(Stored entries)
'''

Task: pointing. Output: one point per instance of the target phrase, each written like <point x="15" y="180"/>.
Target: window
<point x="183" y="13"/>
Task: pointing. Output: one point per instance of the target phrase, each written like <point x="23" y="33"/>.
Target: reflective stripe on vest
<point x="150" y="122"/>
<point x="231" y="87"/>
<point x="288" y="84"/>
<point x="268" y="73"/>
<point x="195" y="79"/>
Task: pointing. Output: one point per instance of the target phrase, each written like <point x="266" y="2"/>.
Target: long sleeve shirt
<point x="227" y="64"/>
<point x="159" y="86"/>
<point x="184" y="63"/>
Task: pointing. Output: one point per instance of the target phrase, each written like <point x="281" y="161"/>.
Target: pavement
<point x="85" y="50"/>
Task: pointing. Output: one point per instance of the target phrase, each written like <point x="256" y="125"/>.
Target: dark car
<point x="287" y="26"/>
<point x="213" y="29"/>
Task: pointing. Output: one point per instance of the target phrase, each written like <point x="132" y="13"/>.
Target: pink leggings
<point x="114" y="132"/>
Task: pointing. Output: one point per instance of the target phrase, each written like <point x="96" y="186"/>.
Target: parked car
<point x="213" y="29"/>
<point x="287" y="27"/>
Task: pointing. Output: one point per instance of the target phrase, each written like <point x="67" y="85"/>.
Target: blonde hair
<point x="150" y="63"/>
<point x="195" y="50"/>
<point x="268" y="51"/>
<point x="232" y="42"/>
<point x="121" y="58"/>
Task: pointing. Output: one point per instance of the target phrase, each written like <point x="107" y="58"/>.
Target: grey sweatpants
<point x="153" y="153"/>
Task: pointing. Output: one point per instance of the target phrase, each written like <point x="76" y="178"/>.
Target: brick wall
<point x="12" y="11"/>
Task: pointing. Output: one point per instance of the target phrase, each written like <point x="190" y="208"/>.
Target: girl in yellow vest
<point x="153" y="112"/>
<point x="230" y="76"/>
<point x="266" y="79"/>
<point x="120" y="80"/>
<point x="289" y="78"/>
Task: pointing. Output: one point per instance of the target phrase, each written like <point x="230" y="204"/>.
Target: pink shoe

'''

#### [Task brief]
Above are some records; repeat all of them exactly.

#### [The completed task]
Task: pointing. Output: one point per instance of the target phrase, each written like <point x="15" y="180"/>.
Target: window
<point x="183" y="13"/>
Task: pointing. Output: one point per instance of the target phrase, each written like <point x="23" y="33"/>.
Target: reflective stripe on vest
<point x="150" y="122"/>
<point x="231" y="87"/>
<point x="288" y="84"/>
<point x="268" y="73"/>
<point x="195" y="79"/>
Task: pointing. Output: one point per instance of the target phrase, each written like <point x="266" y="2"/>.
Target: long sleeve shirt
<point x="227" y="64"/>
<point x="159" y="86"/>
<point x="184" y="63"/>
Task: pointing. Output: one point per instance of the target phrase, each written like <point x="281" y="161"/>.
Target: pavement
<point x="85" y="50"/>
Task: pointing. Output: one point per instance of the target phrase, each written like <point x="256" y="125"/>.
Target: dark car
<point x="287" y="26"/>
<point x="213" y="29"/>
Task: pointing. Output: one point per instance of the target phrase, each written like <point x="132" y="13"/>.
Target: pink leggings
<point x="114" y="132"/>
Task: pointing. Output: one point per instance of the target phrase, each written like <point x="96" y="186"/>.
Target: parked car
<point x="213" y="29"/>
<point x="287" y="27"/>
Task: pointing. Output: one point per instance of the target phrase, each written like <point x="67" y="85"/>.
Target: blonde hair
<point x="150" y="63"/>
<point x="195" y="50"/>
<point x="268" y="51"/>
<point x="232" y="42"/>
<point x="121" y="58"/>
Task: pointing. Output: one point per instance of the target phrase, each written like <point x="107" y="58"/>.
Target: grey sweatpants
<point x="153" y="153"/>
Task: pointing. Output: one point per instance of the target phrase, each written like <point x="76" y="178"/>.
Target: brick wall
<point x="12" y="11"/>
Task: pointing. Output: one point per instance of the target phrase, each written like <point x="190" y="208"/>.
Target: girl in yellow vest
<point x="153" y="112"/>
<point x="230" y="76"/>
<point x="266" y="79"/>
<point x="120" y="80"/>
<point x="289" y="78"/>
Task: pointing. Output: one point per instance of the target phrase, each written like <point x="230" y="204"/>.
Target: pink shoe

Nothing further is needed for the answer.